[[ Given passage open ]]

Transmission Electron Microscopy for Mitochondrial Morphology

Kidney tissue specimens were initially preserved in a 2.5% glutaraldehyde solution prepared in a 0.1 mol/l phosphate buffer (pH 7.4) at 4 °C for an overnight duration. Subsequent to the primary fixation, the samples underwent washing in the same phosphate buffer and were then subjected to post-fixation in 1% osmium tetroxide for a period of 2 hours at room temperature. Following the fixation process, the tissues were dehydrated utilizing a sequential series of ethanol solutions (30%, 50%, 70%, 90%, and 100%). Following dehydration, the tissues were infiltrated with epoxy resin. The samples were first placed in a mixture of 1:1 epoxy resin and 100% ethanol for several hours, followed by pure epoxy resin overnight. Subsequently, the samples were embedded in fresh epoxy resin and cured at 60 °C for 24 hours to achieve complete polymerization, resulting in a solid block that encapsulated the tissues. Ultrathin sections, approximately 70 nm in thickness, were obtained using an ultramicrotome and subsequently placed on copper grids. The sections were first incubated with a 2% uranyl acetate solution for 10 minutes, followed by rinsing with distilled water. This was followed by a staining step with lead citrate, which involved a 5-minute incubation at room temperature. After staining, the grids were rinsed again to remove excess stain. The stained ultrathin sections were analyzed under a transmission electron microscope, where images were obtained for the evaluation of mitochondrial morphology.

[[ Given passage closed ]]
[[ Data provided open ]]

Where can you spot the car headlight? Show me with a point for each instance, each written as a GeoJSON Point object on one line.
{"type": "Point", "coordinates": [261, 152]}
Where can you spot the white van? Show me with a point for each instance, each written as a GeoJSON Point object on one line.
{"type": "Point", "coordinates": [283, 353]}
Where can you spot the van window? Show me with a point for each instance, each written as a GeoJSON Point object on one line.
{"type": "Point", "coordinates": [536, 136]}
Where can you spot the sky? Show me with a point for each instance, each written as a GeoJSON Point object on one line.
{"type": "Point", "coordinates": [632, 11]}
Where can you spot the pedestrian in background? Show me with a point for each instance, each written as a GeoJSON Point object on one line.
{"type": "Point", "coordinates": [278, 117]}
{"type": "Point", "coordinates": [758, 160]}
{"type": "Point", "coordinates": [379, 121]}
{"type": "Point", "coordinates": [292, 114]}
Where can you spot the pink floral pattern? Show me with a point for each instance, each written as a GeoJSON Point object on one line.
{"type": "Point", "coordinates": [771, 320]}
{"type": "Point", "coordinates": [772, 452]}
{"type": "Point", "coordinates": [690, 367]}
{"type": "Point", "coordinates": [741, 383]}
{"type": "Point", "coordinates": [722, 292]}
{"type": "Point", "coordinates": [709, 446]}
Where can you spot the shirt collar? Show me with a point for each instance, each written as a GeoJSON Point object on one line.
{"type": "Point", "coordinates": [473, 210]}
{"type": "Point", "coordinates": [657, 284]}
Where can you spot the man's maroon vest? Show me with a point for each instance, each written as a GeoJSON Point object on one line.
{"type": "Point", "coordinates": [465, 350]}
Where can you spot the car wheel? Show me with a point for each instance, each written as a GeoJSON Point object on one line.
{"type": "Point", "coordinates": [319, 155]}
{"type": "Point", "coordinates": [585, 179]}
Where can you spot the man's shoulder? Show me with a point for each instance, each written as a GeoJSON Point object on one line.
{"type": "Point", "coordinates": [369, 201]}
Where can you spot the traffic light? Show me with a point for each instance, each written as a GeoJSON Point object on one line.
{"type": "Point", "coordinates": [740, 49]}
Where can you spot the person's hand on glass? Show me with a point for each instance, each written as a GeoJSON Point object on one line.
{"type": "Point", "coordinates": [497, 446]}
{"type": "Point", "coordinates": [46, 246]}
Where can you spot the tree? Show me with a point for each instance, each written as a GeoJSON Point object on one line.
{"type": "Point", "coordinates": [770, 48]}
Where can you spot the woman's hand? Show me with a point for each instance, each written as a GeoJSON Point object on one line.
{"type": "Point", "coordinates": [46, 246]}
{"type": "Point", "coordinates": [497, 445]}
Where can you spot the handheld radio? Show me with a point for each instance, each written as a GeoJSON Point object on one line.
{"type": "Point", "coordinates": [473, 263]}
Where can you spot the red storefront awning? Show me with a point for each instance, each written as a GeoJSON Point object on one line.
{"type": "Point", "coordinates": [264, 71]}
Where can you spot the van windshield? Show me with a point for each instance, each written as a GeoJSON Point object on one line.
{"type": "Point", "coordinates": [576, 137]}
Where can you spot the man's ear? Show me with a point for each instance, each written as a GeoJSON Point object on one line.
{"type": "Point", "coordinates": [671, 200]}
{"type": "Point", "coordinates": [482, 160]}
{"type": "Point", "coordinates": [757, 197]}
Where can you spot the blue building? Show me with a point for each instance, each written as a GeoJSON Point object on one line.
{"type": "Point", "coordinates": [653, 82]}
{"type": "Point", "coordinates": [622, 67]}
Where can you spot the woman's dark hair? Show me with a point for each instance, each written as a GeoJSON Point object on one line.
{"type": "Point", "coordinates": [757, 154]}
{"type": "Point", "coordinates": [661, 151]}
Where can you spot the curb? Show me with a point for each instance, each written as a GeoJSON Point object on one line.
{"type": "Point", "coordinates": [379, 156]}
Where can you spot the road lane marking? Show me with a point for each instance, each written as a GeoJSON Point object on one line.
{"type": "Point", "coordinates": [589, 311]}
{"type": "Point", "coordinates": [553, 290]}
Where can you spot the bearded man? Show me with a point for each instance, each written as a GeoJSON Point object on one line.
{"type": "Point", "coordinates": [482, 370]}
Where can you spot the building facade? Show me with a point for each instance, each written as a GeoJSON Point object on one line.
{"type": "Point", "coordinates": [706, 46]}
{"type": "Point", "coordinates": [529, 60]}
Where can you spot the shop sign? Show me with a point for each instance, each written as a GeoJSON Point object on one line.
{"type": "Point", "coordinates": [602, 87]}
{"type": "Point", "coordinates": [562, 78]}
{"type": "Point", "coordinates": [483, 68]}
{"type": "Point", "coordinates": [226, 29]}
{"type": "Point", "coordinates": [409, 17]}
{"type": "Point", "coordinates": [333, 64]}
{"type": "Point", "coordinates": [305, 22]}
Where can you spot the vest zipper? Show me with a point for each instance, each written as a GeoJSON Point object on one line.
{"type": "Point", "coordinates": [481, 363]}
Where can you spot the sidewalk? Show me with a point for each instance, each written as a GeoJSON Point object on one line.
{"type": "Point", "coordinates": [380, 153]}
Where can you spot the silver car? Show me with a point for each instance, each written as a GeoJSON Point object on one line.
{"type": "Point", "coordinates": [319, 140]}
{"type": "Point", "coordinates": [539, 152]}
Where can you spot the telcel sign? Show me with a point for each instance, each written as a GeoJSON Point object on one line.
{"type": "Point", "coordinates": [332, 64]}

[[ Data provided closed ]]

• **Task list**:
1. List every ethanol concentration used in the dehydration series, as given in the passage on transmission electron microscopy for mitochondrial morphology.
2. Resume the passage on transmission electron microscopy for mitochondrial morphology, starting after its final sentence.

• **Responses in order**:
1. 30%, 50%, 70%, 90%, and 100%

2.
Co-Immunoprecipitation (co-IP) Assay

To investigate the direct interaction between March6 and p53 or ACSL4 in HK-2 cells, we performed a Co-IP assay. Cells were transfected with a Flag-tagged March6 expression vector constructed using the pcDNA3.1–3 × Flag backbone, which facilitates the overexpression of March6. Transfection was performed using Lipofectamine 3000 (Thermo Fisher Scientific, Waltham, MA, USA) according to the manufacturer’s protocol. After 48 hours of transfection, cells were subjected to H/R treatment to induce cellular stress conditions in the presence of 10 μmol/l of MG132. Post-treatment, cells were washed with ice-cold PBS and lysed using a lysis buffer containing protease inhibitors. The lysates were collected by centrifugation and precleared with control agarose resin for 1 h at 4 °C with gentle rocking. The anti-Flag antibody and control IgG (Abcam) was immobilized with agarose resin. Approximately 500 μg of protein lysate was incubated with 2 μg of anti-Flag antibody (Abcam) overnight at 4 °C on a rotary shaker to facilitate the formation of immune complexes. The antibody-coupled resin was harvested by centrifugation and the immune complex was eluted using the elution buffer. For detection, eluted proteins were separated by SDS-PAGE and transferred to a PVDF membrane. The membrane was probed with antibodies against p53, ACSL4, and Flag to detect March6 binding partners. Protein bands were visualized using an ECL detection system.

Statistical Analysis

The data are expressed as mean values accompanied by standard deviations, derived from a minimum of three independent experiments. Statistical evaluations were performed utilizing GraphPad Prism. For comparisons between pairs of groups, Student’s t test was implemented. In the case of experiments with three or more groups, one-way analysis of variance (ANOVA) was applied, followed by Tukey’s post-hoc tests to ascertain statistical significance. A p value threshold of less than 0.05 was established to denote statistically significant differences.